> **Exercise goal**: Please convert the rows below into a two-column CSV headed "text" and "answer," with one line for each row. Put its text and its answer each in a single quoted field, replace line breaks with spaces, and leave out the pictures.
---
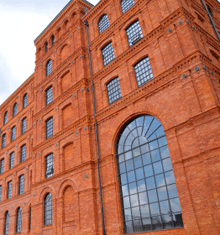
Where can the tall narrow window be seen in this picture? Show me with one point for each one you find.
(48, 209)
(103, 23)
(134, 33)
(3, 140)
(23, 153)
(2, 161)
(21, 185)
(6, 223)
(13, 133)
(49, 128)
(49, 165)
(19, 220)
(15, 109)
(114, 90)
(126, 5)
(12, 158)
(143, 71)
(6, 117)
(49, 95)
(149, 196)
(49, 67)
(25, 100)
(108, 53)
(9, 189)
(24, 126)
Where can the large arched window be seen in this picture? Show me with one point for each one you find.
(49, 67)
(6, 223)
(48, 209)
(103, 23)
(18, 220)
(148, 190)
---
> **Task solution**:
text,answer
"Where can the tall narrow window be seen in this picture? Show me with one point for each one you find.","(48, 209) (103, 23) (134, 33) (3, 140) (23, 153) (2, 161) (21, 185) (6, 223) (13, 133) (49, 128) (49, 165) (19, 220) (15, 109) (114, 90) (126, 5) (12, 158) (143, 71) (6, 117) (49, 95) (149, 196) (49, 67) (25, 100) (108, 53) (9, 189) (24, 126)"
"Where can the large arched window be seen in this picture? Show me with one point for each one you find.","(49, 67) (6, 223) (48, 209) (103, 23) (18, 220) (148, 190)"